> **LISTED ENTRIES**:
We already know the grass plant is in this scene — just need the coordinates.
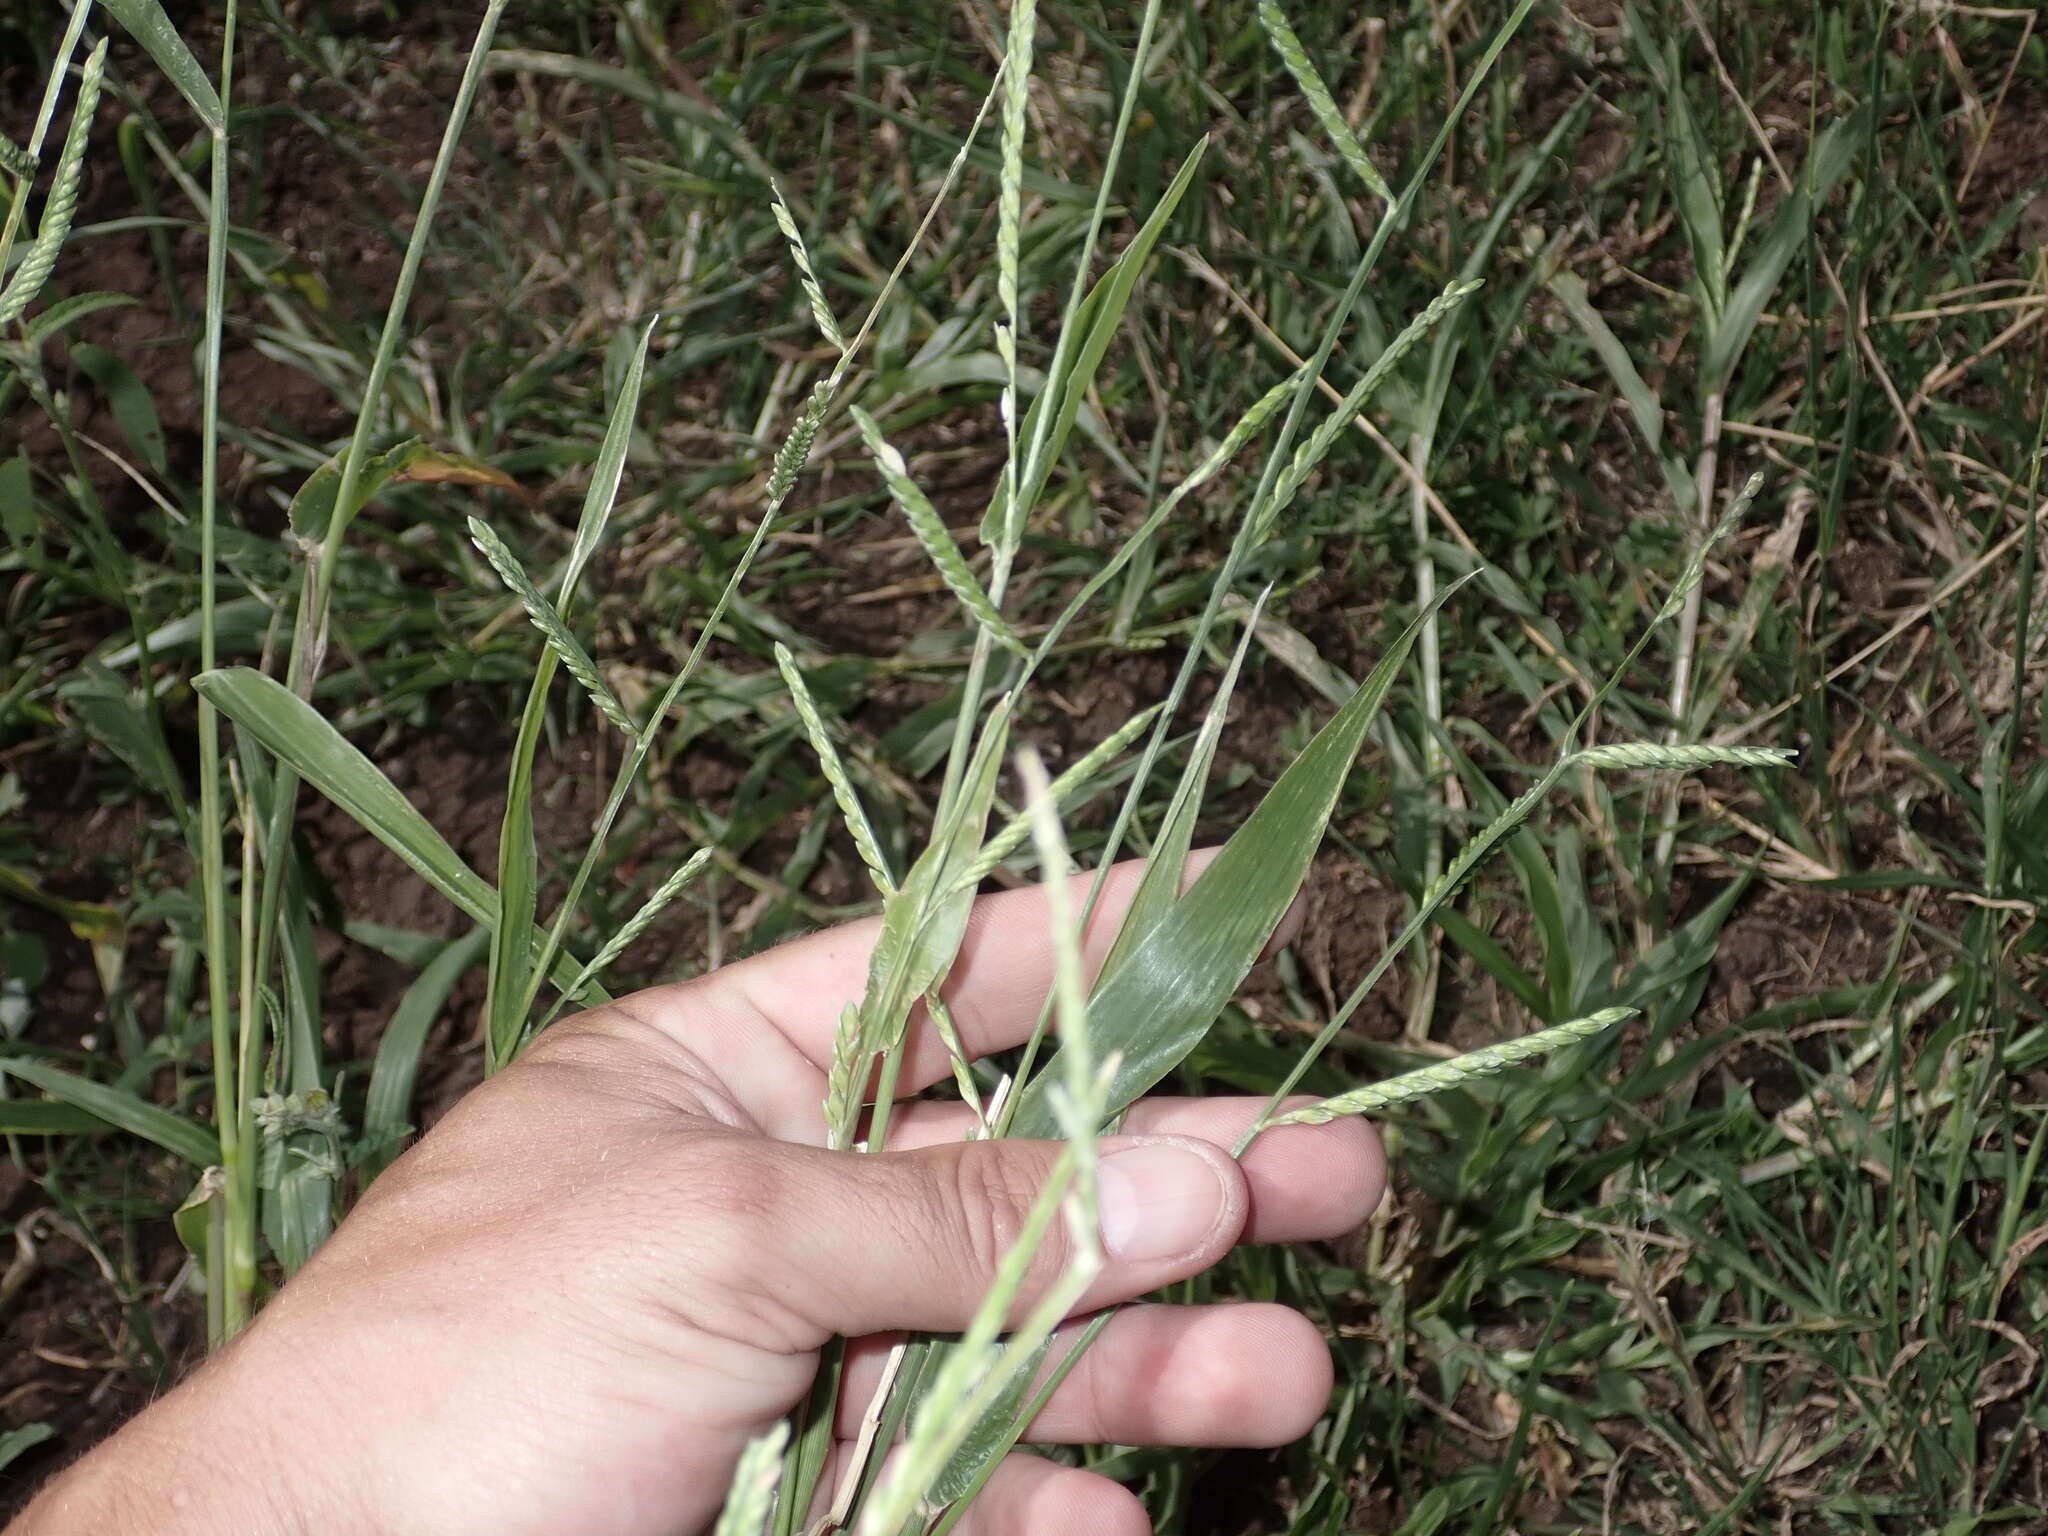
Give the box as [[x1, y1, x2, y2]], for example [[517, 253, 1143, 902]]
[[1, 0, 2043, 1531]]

* * *

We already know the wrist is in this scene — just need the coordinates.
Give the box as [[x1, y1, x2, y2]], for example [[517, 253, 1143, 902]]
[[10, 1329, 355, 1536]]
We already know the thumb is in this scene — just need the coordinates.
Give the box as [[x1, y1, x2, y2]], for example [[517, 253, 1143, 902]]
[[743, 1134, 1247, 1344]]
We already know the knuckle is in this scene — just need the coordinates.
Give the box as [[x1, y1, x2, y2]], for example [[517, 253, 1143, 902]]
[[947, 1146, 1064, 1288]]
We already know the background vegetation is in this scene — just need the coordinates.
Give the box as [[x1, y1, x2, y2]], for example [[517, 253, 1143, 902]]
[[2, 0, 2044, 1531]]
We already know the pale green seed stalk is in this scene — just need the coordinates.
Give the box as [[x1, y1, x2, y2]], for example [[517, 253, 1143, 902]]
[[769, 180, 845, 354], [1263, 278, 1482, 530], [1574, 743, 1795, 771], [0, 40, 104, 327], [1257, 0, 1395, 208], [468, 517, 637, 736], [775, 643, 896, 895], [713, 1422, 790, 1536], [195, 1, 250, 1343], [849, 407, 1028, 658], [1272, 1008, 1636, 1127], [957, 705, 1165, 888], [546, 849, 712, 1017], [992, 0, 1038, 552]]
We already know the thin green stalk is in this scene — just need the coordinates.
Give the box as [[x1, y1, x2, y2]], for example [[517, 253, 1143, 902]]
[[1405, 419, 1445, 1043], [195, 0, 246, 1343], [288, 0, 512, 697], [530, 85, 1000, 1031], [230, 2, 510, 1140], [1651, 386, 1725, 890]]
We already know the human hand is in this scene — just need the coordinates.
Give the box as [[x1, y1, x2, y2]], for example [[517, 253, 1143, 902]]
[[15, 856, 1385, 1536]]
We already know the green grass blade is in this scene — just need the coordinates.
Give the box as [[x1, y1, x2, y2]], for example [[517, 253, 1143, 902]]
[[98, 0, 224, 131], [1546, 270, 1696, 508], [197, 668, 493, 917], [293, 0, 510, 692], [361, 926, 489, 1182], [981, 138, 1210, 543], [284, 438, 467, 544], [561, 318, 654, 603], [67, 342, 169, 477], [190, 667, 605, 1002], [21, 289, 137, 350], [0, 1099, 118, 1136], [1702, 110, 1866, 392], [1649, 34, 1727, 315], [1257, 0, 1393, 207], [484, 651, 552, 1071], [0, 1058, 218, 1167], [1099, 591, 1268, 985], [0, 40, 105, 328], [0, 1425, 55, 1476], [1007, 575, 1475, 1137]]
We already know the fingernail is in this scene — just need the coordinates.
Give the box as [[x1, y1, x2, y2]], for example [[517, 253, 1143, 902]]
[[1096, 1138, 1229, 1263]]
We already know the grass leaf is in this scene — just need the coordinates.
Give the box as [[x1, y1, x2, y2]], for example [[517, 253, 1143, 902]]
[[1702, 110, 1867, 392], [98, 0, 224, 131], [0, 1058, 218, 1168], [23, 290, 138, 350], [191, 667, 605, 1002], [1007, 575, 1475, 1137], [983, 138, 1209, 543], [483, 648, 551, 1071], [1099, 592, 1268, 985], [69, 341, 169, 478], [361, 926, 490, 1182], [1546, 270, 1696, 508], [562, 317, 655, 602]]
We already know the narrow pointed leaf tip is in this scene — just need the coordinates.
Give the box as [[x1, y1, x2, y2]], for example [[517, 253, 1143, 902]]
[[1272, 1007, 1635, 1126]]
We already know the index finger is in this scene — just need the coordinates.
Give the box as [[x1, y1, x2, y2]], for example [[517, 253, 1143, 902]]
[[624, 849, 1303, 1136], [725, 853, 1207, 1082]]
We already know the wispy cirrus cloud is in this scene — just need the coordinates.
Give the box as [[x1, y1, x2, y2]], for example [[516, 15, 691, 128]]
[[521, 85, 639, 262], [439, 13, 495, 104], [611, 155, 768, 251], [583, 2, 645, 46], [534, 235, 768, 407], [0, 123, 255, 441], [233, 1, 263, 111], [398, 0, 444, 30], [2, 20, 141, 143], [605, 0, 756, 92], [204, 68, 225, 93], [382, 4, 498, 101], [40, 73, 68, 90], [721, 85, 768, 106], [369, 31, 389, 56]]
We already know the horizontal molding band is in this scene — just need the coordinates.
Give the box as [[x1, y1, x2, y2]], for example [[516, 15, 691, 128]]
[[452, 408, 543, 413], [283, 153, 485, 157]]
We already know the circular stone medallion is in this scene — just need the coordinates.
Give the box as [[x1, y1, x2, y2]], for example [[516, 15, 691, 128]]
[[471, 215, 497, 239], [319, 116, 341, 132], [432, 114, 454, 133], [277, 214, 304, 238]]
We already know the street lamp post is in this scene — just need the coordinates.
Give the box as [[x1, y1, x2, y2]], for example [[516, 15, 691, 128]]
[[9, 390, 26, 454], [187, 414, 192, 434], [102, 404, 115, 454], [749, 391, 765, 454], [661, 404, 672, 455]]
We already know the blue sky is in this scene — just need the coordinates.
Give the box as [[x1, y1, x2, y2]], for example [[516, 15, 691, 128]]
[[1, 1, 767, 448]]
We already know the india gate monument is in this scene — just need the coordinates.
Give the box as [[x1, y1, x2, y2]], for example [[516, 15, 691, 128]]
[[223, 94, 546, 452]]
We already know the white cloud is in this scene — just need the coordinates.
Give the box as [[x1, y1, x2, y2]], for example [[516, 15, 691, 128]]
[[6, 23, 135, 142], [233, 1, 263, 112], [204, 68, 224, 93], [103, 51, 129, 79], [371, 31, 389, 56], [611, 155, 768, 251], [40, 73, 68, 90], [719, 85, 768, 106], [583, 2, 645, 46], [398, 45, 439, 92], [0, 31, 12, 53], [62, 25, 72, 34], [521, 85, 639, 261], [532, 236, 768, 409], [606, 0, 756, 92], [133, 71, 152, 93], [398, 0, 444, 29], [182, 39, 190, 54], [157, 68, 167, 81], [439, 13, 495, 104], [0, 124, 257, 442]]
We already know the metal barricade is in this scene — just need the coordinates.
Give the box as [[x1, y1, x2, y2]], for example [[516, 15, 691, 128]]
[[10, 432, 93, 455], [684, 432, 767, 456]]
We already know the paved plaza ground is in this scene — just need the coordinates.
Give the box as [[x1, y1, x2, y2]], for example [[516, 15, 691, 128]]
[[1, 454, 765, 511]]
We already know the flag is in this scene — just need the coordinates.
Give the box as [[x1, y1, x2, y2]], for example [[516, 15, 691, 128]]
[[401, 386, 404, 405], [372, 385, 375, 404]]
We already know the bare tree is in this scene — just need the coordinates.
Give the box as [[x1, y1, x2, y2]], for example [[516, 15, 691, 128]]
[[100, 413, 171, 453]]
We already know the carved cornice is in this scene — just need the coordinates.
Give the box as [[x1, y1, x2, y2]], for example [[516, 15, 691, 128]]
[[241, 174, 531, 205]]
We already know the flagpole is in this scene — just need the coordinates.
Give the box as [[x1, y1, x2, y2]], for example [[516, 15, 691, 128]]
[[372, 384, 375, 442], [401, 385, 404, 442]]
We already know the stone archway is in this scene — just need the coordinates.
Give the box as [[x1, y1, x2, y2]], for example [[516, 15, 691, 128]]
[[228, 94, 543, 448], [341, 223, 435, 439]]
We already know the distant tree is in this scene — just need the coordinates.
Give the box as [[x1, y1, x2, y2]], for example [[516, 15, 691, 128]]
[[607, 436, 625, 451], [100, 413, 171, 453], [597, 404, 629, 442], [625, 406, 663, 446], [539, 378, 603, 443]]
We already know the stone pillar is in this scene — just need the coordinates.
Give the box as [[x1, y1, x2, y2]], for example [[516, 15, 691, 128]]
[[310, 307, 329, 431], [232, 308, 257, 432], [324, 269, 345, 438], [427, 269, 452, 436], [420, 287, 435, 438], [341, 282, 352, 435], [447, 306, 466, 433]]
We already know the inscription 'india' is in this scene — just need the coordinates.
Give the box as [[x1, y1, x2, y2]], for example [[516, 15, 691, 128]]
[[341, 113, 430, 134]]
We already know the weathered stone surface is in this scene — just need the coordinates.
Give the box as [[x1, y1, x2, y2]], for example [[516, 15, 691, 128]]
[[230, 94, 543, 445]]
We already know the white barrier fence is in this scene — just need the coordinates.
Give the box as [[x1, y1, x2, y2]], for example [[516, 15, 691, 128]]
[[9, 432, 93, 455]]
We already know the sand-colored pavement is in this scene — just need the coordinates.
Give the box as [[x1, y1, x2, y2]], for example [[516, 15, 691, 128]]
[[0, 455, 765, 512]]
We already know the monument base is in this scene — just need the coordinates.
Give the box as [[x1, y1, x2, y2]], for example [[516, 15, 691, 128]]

> **TASK TO COMPLETE**: Looking at the data above, write out exactly the lines that start at the one containing "We already know the wrist" and end at the one containing "We already know the knuckle"; include both and nothing beyond.

> **ANSWER FOR THIS EXERCISE**:
We already know the wrist is in this scene — just need the coordinates.
Give the box as [[x1, y1, x2, y2]], for example [[517, 253, 1143, 902]]
[[10, 1329, 355, 1536]]
We already know the thumb is in this scene — just need the coordinates.
Give the box as [[x1, y1, x2, y2]], for example [[517, 253, 1143, 902]]
[[743, 1134, 1247, 1344]]
We already know the knuckle is in this scene — just need the coordinates.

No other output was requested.